### The data:
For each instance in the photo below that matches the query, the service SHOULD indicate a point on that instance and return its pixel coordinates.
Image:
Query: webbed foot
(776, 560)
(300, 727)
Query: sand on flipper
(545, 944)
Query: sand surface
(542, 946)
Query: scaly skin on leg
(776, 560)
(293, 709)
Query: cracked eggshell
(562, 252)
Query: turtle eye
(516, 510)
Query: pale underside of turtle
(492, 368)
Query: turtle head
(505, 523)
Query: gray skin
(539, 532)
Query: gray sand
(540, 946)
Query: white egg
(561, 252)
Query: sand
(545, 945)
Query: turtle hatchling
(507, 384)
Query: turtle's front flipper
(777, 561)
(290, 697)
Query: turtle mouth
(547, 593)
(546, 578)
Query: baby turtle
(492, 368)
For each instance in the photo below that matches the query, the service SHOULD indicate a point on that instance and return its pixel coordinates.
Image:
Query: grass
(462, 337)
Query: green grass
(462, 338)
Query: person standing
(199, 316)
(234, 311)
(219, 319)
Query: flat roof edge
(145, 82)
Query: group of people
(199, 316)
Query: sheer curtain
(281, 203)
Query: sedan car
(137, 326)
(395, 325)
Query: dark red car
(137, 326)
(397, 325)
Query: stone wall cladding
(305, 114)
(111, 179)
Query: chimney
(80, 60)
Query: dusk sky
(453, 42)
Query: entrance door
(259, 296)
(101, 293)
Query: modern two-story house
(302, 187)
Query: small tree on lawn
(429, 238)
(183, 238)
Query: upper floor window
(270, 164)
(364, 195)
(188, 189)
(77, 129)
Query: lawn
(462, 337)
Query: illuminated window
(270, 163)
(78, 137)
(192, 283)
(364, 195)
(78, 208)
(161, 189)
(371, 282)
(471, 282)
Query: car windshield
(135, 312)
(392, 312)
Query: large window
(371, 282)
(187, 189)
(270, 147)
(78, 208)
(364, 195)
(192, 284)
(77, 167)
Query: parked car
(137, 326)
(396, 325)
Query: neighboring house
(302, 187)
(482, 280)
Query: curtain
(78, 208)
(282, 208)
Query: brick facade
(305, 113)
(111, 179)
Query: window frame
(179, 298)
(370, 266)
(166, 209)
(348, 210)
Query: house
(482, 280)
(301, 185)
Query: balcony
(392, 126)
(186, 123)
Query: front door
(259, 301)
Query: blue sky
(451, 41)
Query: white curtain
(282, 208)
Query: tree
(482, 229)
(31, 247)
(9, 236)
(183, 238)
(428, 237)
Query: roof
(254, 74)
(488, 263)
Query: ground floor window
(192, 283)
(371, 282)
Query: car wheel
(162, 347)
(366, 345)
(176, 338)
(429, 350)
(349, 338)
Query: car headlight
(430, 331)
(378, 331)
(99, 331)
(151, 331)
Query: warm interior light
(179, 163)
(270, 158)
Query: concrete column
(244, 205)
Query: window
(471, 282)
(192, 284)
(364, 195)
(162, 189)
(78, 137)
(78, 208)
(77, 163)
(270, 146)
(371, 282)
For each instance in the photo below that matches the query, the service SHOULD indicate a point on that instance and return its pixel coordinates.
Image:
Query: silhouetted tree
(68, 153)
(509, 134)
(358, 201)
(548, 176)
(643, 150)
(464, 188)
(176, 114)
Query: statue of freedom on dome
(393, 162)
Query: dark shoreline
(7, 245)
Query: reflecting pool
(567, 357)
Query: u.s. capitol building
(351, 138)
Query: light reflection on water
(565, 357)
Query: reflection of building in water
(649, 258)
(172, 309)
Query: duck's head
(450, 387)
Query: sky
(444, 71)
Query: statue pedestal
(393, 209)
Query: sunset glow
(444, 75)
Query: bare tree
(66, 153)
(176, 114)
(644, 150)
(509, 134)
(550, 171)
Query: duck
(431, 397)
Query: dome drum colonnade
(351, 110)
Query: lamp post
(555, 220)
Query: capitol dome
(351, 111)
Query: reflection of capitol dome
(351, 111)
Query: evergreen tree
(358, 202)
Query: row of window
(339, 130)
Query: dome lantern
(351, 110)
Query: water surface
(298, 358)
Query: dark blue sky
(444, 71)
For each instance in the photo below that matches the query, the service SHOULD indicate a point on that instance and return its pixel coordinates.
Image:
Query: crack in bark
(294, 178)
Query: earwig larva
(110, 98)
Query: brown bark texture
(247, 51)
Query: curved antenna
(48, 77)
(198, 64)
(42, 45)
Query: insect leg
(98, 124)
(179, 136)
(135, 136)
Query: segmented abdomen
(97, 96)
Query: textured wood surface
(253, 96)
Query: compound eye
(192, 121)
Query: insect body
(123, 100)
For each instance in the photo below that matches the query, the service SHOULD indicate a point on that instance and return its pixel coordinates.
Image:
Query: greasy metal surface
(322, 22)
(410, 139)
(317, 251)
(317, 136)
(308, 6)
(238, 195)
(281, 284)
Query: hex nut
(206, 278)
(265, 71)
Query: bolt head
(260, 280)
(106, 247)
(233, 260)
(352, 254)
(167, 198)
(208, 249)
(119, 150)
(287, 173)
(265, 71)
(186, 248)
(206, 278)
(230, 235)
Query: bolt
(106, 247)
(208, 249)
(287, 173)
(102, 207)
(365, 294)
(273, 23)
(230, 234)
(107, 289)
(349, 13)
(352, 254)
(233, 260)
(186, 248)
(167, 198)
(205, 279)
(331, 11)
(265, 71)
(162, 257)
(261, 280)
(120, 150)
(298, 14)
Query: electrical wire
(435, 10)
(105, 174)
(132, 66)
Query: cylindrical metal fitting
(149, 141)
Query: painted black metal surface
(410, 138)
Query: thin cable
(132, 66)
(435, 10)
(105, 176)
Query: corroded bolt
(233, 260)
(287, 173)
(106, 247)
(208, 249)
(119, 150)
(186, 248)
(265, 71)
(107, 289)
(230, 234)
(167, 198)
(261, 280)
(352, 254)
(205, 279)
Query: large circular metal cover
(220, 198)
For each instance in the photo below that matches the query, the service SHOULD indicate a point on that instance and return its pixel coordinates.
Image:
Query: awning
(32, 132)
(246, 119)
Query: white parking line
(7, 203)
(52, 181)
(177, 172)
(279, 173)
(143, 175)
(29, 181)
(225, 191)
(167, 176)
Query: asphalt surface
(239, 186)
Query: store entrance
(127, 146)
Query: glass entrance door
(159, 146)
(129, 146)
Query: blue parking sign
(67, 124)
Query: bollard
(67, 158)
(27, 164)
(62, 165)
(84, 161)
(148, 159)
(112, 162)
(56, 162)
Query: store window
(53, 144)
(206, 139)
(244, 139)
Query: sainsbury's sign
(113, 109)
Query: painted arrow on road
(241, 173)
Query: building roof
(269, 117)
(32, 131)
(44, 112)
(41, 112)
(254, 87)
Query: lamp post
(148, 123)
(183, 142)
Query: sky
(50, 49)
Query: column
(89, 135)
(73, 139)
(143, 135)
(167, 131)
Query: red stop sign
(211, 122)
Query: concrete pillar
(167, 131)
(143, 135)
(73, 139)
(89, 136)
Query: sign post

### Problem statement:
All the entries above need to be reproduced exactly.

### The answer:
For each instance in the photo below that matches the query, the service SHOULD indicate a point on that instance and return its pixel coordinates.
Image:
Query: webbed foot
(776, 560)
(300, 727)
Query: sand on flipper
(545, 944)
Query: sand surface
(542, 946)
Query: scaly skin on leg
(776, 560)
(293, 709)
Query: cracked eggshell
(562, 252)
Query: turtle eye
(516, 510)
Query: pale underside of turtle
(492, 368)
Query: turtle head
(505, 523)
Query: gray skin
(539, 532)
Query: gray sand
(540, 946)
Query: white egg
(561, 252)
Query: sand
(545, 945)
Query: turtle hatchling
(507, 384)
Query: turtle's front flipper
(777, 561)
(290, 697)
Query: turtle mouth
(547, 593)
(546, 578)
Query: baby turtle
(492, 368)
For each instance in the photo below that matches the query, the service SHOULD indicate a point on that instance and return its pixel coordinates.
Image:
Query: grass
(462, 337)
Query: green grass
(462, 338)
Query: person standing
(199, 316)
(234, 311)
(219, 319)
Query: flat roof edge
(145, 82)
Query: group of people
(199, 316)
Query: sheer curtain
(281, 203)
Query: sedan car
(137, 326)
(395, 325)
Query: dark red car
(137, 326)
(397, 325)
Query: stone wall cladding
(305, 114)
(111, 179)
Query: chimney
(80, 60)
Query: dusk sky
(453, 42)
Query: entrance door
(259, 296)
(101, 293)
Query: modern two-story house
(302, 187)
Query: small tree on lawn
(429, 238)
(183, 238)
Query: upper floor window
(270, 164)
(364, 195)
(188, 189)
(77, 129)
Query: lawn
(462, 337)
Query: illuminated window
(270, 163)
(78, 137)
(192, 283)
(364, 195)
(78, 208)
(161, 189)
(371, 282)
(471, 282)
Query: car windshield
(135, 312)
(392, 312)
Query: large window
(371, 282)
(187, 189)
(270, 147)
(78, 208)
(364, 195)
(192, 284)
(77, 167)
Query: parked car
(137, 326)
(396, 325)
Query: neighboring house
(302, 187)
(482, 280)
Query: curtain
(78, 208)
(282, 208)
Query: brick facade
(305, 113)
(111, 179)
Query: window frame
(179, 298)
(370, 266)
(166, 209)
(348, 210)
Query: house
(482, 280)
(301, 185)
Query: balcony
(392, 126)
(186, 123)
Query: front door
(259, 301)
Query: blue sky
(451, 41)
Query: white curtain
(282, 208)
Query: tree
(482, 229)
(31, 247)
(9, 236)
(183, 238)
(428, 237)
Query: roof
(254, 74)
(488, 263)
Query: ground floor window
(192, 283)
(371, 282)
Query: car wheel
(162, 347)
(366, 345)
(176, 338)
(429, 350)
(349, 338)
Query: car headlight
(430, 331)
(378, 331)
(99, 331)
(151, 331)
Query: warm interior light
(179, 163)
(270, 158)
Query: concrete column
(244, 205)
Query: window
(471, 282)
(192, 284)
(364, 195)
(162, 189)
(78, 137)
(78, 208)
(77, 163)
(270, 146)
(371, 282)
For each instance in the photo below that matches the query, the service SHOULD indicate a point on that instance and return its pixel coordinates.
Image:
Query: silhouetted tree
(68, 153)
(509, 134)
(358, 201)
(548, 176)
(643, 150)
(464, 188)
(176, 114)
Query: statue of freedom on dome
(393, 162)
Query: dark shoreline
(7, 245)
Query: reflecting pool
(567, 357)
Query: u.s. capitol building
(351, 138)
Query: light reflection on water
(565, 357)
Query: reflection of building in water
(649, 258)
(172, 309)
Query: duck's head
(450, 387)
Query: sky
(444, 71)
Query: statue pedestal
(393, 209)
Query: sunset glow
(444, 75)
Query: bare tree
(66, 153)
(176, 114)
(644, 150)
(509, 134)
(550, 171)
Query: duck
(431, 397)
Query: dome drum colonnade
(351, 110)
Query: lamp post
(555, 220)
Query: capitol dome
(351, 111)
Query: reflection of capitol dome
(351, 111)
Query: evergreen tree
(358, 202)
Query: row of window
(339, 130)
Query: dome lantern
(351, 110)
Query: water surface
(298, 358)
Query: dark blue sky
(444, 71)
For each instance in the photo below that matches the query, the service SHOULD indicate a point on that instance and return its pixel coordinates.
Image:
Query: crack in bark
(294, 178)
Query: earwig larva
(110, 98)
Query: brown bark texture
(247, 51)
Query: curved antenna
(48, 77)
(198, 64)
(42, 45)
Query: insect leg
(98, 124)
(179, 136)
(135, 136)
Query: segmented abdomen
(97, 96)
Query: textured wood surface
(253, 96)
Query: compound eye
(192, 121)
Query: insect body
(123, 100)
For each instance in the photo below that matches the query, the service SHOULD indicate a point on that instance and return its pixel coordinates.
Image:
Query: greasy metal surface
(322, 22)
(410, 139)
(317, 251)
(317, 136)
(308, 6)
(238, 195)
(281, 284)
Query: hex nut
(206, 278)
(265, 71)
Query: bolt head
(260, 280)
(106, 247)
(233, 260)
(352, 254)
(167, 198)
(208, 249)
(119, 150)
(287, 173)
(265, 71)
(186, 248)
(206, 278)
(230, 235)
Query: bolt
(106, 247)
(208, 249)
(287, 173)
(102, 207)
(365, 294)
(273, 23)
(230, 234)
(107, 289)
(349, 13)
(352, 254)
(233, 260)
(186, 248)
(167, 198)
(205, 279)
(331, 11)
(265, 71)
(162, 257)
(261, 280)
(120, 150)
(298, 14)
Query: electrical wire
(435, 10)
(105, 174)
(132, 66)
Query: cylindrical metal fitting
(149, 141)
Query: painted black metal surface
(410, 138)
Query: thin cable
(132, 66)
(435, 10)
(105, 176)
Query: corroded bolt
(233, 260)
(287, 173)
(106, 247)
(208, 249)
(119, 150)
(186, 248)
(265, 71)
(107, 289)
(230, 234)
(167, 198)
(261, 280)
(352, 254)
(205, 279)
Query: large circular metal cover
(220, 198)
For each instance in the photo below that matches the query, the service SHOULD indicate a point on that instance and return its pixel coordinates.
Image:
Query: awning
(32, 132)
(246, 119)
Query: white parking line
(7, 203)
(52, 181)
(177, 172)
(279, 173)
(143, 175)
(29, 181)
(225, 191)
(167, 176)
Query: asphalt surface
(239, 186)
Query: store entrance
(127, 146)
Query: glass entrance door
(159, 146)
(129, 146)
Query: blue parking sign
(67, 124)
Query: bollard
(67, 158)
(27, 164)
(62, 165)
(84, 161)
(148, 159)
(112, 162)
(56, 162)
Query: store window
(53, 144)
(206, 139)
(244, 139)
Query: sainsbury's sign
(113, 109)
Query: painted arrow on road
(241, 173)
Query: building roof
(269, 117)
(32, 131)
(44, 112)
(41, 112)
(254, 87)
Query: lamp post
(148, 123)
(183, 142)
Query: sky
(50, 49)
Query: column
(89, 135)
(73, 139)
(143, 135)
(167, 131)
Query: red stop sign
(211, 122)
Query: concrete pillar
(167, 131)
(143, 135)
(73, 139)
(89, 136)
Query: sign post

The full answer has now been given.